Problem: All that should come back is the lines of the data below from the one containing "Target: silver laptop" to the one containing "Label a point on each instance of the woman's face", inclusive, exactly as they stand.

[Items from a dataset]
* * * * * * *

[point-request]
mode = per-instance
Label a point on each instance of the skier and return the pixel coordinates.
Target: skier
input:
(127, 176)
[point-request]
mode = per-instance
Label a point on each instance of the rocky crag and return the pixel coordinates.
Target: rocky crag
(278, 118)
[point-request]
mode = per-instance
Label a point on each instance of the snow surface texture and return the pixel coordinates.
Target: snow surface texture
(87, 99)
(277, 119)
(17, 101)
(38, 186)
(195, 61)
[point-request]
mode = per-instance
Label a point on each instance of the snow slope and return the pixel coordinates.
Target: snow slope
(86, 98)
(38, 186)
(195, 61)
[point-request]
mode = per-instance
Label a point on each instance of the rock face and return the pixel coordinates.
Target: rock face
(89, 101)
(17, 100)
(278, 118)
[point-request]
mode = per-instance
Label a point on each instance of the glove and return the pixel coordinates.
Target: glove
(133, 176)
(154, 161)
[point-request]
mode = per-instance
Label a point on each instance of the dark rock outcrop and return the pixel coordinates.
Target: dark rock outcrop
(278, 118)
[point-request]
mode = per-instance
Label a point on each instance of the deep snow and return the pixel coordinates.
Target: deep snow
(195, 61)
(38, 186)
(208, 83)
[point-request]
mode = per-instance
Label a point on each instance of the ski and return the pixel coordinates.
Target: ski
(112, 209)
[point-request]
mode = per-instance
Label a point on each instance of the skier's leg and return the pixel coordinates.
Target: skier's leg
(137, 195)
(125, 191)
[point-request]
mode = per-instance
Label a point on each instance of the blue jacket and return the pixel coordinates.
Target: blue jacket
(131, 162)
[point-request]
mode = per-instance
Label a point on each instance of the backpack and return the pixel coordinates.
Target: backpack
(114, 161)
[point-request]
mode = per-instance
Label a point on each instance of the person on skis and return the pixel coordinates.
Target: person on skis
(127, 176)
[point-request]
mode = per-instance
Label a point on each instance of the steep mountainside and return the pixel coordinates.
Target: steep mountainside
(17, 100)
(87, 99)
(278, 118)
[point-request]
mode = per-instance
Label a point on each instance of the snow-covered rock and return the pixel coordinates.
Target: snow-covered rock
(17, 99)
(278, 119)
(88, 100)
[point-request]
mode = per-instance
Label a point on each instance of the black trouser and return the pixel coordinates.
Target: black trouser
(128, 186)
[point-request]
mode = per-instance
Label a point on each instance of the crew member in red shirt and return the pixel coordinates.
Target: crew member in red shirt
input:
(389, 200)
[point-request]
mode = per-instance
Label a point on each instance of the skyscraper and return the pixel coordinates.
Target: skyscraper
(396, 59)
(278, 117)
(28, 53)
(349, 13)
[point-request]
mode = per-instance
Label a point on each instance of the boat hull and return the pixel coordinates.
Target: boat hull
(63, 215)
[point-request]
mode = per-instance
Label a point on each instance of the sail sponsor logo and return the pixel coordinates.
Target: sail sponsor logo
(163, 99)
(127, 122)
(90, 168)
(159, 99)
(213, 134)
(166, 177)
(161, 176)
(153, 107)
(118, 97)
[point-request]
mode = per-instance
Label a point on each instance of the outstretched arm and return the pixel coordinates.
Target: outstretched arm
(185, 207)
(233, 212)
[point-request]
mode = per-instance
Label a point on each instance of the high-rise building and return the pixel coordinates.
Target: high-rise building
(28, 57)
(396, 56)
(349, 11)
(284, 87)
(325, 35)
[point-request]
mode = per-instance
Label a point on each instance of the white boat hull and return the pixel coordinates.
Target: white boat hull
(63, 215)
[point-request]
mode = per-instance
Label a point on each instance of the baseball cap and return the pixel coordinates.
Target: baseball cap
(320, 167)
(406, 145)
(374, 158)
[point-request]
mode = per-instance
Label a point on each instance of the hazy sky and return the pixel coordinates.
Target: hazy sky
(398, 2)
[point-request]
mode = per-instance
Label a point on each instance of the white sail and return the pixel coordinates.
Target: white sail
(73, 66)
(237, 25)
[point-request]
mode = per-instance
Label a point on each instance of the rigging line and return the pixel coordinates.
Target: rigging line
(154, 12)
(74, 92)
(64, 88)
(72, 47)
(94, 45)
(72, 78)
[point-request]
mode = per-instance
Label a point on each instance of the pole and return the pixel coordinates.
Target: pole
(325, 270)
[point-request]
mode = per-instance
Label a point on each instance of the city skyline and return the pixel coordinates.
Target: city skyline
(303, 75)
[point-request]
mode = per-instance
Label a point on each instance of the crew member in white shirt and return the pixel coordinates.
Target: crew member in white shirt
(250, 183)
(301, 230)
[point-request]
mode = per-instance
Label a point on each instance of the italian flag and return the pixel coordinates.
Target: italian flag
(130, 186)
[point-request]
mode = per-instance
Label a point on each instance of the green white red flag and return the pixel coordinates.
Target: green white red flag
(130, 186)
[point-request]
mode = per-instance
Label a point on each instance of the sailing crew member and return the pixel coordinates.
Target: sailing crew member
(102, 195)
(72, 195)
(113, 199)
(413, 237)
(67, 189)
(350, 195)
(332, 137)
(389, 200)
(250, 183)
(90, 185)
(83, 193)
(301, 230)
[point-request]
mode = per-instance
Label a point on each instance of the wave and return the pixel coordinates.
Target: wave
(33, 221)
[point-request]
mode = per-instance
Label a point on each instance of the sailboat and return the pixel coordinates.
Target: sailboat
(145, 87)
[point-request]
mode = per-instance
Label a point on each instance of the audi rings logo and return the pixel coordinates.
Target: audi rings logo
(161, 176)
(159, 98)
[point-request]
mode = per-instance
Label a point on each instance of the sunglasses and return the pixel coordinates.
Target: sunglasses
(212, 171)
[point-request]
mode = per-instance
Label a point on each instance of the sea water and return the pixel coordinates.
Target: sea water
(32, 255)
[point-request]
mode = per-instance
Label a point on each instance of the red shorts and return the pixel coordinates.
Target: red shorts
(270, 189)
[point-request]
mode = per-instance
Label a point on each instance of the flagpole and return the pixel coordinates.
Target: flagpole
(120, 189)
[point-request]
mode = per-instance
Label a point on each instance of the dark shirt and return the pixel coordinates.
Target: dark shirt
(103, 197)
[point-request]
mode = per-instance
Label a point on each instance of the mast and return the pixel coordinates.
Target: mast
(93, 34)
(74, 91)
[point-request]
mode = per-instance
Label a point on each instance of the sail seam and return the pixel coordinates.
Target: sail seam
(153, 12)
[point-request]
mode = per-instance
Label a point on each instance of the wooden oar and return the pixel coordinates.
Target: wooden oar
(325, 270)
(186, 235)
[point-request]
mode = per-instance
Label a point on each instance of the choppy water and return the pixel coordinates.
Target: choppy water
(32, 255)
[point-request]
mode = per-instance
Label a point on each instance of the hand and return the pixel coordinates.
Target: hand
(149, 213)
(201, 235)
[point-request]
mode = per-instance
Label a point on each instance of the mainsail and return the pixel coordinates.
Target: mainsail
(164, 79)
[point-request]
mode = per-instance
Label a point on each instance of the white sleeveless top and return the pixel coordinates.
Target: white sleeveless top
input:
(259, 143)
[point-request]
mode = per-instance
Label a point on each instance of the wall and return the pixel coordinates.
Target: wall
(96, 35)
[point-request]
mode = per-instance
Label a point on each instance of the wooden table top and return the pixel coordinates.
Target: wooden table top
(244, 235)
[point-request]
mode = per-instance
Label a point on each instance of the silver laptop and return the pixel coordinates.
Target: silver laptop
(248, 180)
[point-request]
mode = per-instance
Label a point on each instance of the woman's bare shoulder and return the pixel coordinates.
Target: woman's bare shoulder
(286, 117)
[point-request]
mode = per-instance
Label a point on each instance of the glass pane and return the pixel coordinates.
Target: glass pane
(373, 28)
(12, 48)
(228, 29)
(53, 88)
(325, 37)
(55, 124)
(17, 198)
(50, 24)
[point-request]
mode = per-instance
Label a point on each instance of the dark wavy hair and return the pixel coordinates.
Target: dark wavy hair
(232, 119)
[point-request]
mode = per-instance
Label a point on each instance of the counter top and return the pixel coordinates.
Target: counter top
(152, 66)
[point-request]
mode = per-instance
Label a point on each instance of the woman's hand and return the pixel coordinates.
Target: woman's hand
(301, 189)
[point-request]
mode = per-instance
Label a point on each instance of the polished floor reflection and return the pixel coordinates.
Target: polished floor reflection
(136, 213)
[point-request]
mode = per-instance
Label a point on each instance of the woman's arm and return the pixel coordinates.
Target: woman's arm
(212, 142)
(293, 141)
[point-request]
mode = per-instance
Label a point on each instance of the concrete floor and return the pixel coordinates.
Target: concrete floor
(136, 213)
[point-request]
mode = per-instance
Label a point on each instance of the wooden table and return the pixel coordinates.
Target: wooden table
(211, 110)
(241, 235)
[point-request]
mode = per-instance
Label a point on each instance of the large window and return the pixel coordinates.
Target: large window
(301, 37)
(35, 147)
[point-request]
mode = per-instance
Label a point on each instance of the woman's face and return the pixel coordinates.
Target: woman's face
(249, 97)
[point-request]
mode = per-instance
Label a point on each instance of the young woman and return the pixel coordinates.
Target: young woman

* * * * * * *

Worked solution:
Target: silver laptop
(248, 180)
[point-request]
mode = per-instance
Label a point on each instance of the woman's bare shoulder and return the pixel coordinates.
Target: woman's bare shoulder
(286, 117)
[point-request]
mode = per-instance
Label a point on each instance of the glass pane and return the pixel coordinates.
Target: glass pane
(373, 28)
(12, 48)
(228, 29)
(53, 88)
(325, 37)
(55, 124)
(17, 198)
(50, 24)
[point-request]
mode = per-instance
Label a point on each instance of the dark wavy hair and return the pixel coordinates.
Target: dark wavy hair
(232, 119)
[point-request]
mode = per-instance
Label a point on each instance of the counter top and return the pixel coordinates.
Target: counter top
(152, 66)
[point-request]
mode = per-instance
Label a point on each instance of the woman's hand and return the pixel coordinates.
Target: woman's hand
(301, 189)
[point-request]
mode = per-instance
Label a point on each instance of the polished floor reflection and return the pixel coordinates.
Target: polished floor reflection
(136, 213)
[point-request]
mode = per-instance
Label a point on each instance of the woman's arm and return the pixel coordinates.
Target: woman's arm
(212, 142)
(293, 141)
[point-request]
mode = per-instance
Label a point on each instance of the concrete floor and return the pixel coordinates.
Target: concrete floor
(136, 213)
[point-request]
mode = per-instance
Label a point on each instance of the wooden table and return the pixel coordinates.
Target: wooden table
(211, 110)
(241, 235)
[point-request]
mode = per-instance
Label a point on each instance of the large window and return the pixel coordinates.
Target: large window
(301, 37)
(35, 147)
[point-request]
mode = per-instance
Label a point on each instance of the woman's face and return the pixel coordinates.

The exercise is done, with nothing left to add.